→ Instructions to follow: Write out every line of the material below without changing anything.

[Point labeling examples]
******************************

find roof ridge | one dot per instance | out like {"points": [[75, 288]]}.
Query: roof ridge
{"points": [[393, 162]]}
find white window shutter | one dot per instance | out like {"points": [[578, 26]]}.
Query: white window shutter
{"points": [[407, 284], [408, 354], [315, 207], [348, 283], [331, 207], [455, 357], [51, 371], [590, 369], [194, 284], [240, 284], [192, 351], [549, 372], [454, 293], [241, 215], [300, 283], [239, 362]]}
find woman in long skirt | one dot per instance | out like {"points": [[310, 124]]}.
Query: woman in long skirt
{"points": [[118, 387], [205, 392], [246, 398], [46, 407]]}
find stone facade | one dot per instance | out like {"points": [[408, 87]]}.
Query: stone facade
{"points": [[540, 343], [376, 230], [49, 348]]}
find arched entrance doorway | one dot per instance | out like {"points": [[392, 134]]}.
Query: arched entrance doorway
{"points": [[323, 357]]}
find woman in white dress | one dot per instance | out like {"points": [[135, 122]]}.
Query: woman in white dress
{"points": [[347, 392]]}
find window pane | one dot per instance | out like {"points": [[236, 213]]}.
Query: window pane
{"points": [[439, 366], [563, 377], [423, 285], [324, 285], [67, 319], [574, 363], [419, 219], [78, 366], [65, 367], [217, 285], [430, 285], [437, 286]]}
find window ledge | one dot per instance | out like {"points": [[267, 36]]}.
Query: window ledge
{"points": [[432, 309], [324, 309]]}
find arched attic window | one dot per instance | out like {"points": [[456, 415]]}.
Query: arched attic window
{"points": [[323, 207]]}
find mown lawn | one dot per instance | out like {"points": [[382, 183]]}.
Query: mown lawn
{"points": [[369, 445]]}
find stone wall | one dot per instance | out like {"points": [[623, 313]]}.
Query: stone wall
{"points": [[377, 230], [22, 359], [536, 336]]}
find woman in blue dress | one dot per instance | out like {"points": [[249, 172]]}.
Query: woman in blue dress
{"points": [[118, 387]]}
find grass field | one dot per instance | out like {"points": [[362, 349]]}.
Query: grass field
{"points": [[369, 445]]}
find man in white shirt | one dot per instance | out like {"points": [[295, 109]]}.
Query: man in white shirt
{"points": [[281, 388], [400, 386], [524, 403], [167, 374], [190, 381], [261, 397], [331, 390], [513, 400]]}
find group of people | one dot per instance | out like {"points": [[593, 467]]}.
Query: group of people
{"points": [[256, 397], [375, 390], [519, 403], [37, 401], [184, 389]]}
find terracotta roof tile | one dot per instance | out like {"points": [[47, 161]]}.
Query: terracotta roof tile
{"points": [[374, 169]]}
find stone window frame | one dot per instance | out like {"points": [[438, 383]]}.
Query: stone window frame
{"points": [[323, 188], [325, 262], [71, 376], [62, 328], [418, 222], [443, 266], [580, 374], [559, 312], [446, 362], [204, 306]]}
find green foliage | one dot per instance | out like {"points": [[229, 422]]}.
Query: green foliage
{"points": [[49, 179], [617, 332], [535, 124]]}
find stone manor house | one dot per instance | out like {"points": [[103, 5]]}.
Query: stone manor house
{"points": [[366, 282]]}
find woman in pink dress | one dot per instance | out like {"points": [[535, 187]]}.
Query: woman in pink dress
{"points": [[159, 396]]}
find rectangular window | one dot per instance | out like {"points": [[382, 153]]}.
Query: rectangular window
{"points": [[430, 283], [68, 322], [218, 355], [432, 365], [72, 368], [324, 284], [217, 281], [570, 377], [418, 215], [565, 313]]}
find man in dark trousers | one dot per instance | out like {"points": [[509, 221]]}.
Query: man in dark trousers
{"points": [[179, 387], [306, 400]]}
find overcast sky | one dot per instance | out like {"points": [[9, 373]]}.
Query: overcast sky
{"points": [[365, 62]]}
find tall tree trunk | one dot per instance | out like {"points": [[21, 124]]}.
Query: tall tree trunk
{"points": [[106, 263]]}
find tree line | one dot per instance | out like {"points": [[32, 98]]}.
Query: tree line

******************************

→ Finished task:
find roof ridge | one dot per instance | out like {"points": [[75, 288]]}.
Query: roof ridge
{"points": [[393, 162]]}
find white window shutter | one dot per instance | out like {"points": [[578, 26]]}.
Query: white window shutter
{"points": [[407, 284], [408, 354], [315, 207], [348, 283], [331, 207], [455, 357], [51, 371], [590, 369], [194, 284], [240, 284], [192, 351], [549, 372], [454, 293], [241, 215], [300, 283], [239, 362]]}
find woman in long skirt | one dot per instance | out like {"points": [[310, 124]]}.
Query: woman in long skirt
{"points": [[118, 387], [205, 392], [246, 398], [46, 407]]}
find stone facade | one dot per instance | out like {"points": [[408, 87]]}.
Query: stone facade
{"points": [[540, 343], [376, 230], [49, 348]]}
find arched entrance doorway | one dot per instance | out like {"points": [[392, 134]]}.
Query: arched entrance doorway
{"points": [[323, 357]]}
find woman in white dress | one dot per instance | out like {"points": [[135, 122]]}.
Query: woman in white dress
{"points": [[347, 392]]}
find window pane | one dot per instance | out like {"points": [[236, 213]]}.
Query: window pane
{"points": [[439, 366], [563, 377], [423, 285], [324, 285], [67, 319], [574, 363], [419, 219], [78, 366], [65, 367], [217, 285], [430, 285], [437, 286]]}
find window ledge | one dot per instance | out like {"points": [[267, 36]]}.
Query: window ledge
{"points": [[432, 309], [324, 309]]}
find arched attic window | one dot per instance | out like {"points": [[456, 415]]}.
Query: arched attic window
{"points": [[323, 207]]}
find mown lawn | one dot per instance | out like {"points": [[382, 183]]}.
Query: mown lawn
{"points": [[369, 445]]}
find stone wall | one dot per instance | out like {"points": [[623, 313]]}.
Query: stone wall
{"points": [[377, 230], [22, 359], [536, 336]]}
find woman in blue dress | one dot per instance | out like {"points": [[249, 172]]}.
Query: woman in blue dress
{"points": [[118, 387]]}
find grass field | one dot per instance | out like {"points": [[362, 349]]}.
Query: grass field
{"points": [[369, 445]]}
find man in white shirt | one dot per instance | out like {"points": [[295, 109]]}.
Query: man in white shirt
{"points": [[281, 388], [400, 386], [524, 403], [167, 374], [190, 381], [261, 397], [331, 390], [513, 400]]}
find group of people | one dot per instance | out like {"points": [[593, 467]]}.
Query: group of people
{"points": [[256, 397], [375, 390], [519, 403], [37, 401], [184, 389]]}
find terracotta roof tile | one dot per instance | out like {"points": [[47, 161]]}.
Query: terracotta roof tile
{"points": [[374, 169]]}
find stone window frame | one dot per instance | out like {"points": [[438, 383]]}.
Query: stone window frame
{"points": [[323, 188], [325, 262], [71, 376], [62, 328], [418, 222], [443, 266], [580, 374], [559, 312], [446, 362], [204, 306]]}
find green foliage | one dot per instance | out like {"points": [[229, 422]]}.
Query: green foliage
{"points": [[49, 179], [617, 332], [535, 124]]}
find stone manor house | one dot per instance | out like {"points": [[103, 5]]}.
Query: stone manor house
{"points": [[366, 282]]}
find woman in pink dress | one dot per instance | out like {"points": [[535, 187]]}.
Query: woman in pink dress
{"points": [[159, 396]]}
find rectangular window | one dot per instance | out like {"points": [[382, 153]]}.
Query: rectangular window
{"points": [[430, 283], [68, 322], [218, 355], [432, 365], [72, 368], [324, 284], [217, 281], [570, 377], [418, 215], [565, 313]]}
find man in dark trousers | one dot per instance | out like {"points": [[509, 221]]}.
Query: man in dark trousers
{"points": [[179, 387], [306, 400]]}
find overcast sky | one dot per instance | out like {"points": [[9, 373]]}.
Query: overcast sky
{"points": [[365, 62]]}
find tall tree trunk | one dot per instance | out like {"points": [[21, 124]]}.
Query: tall tree trunk
{"points": [[106, 263]]}
find tree line | one dot per instance | out like {"points": [[32, 98]]}.
Query: tree line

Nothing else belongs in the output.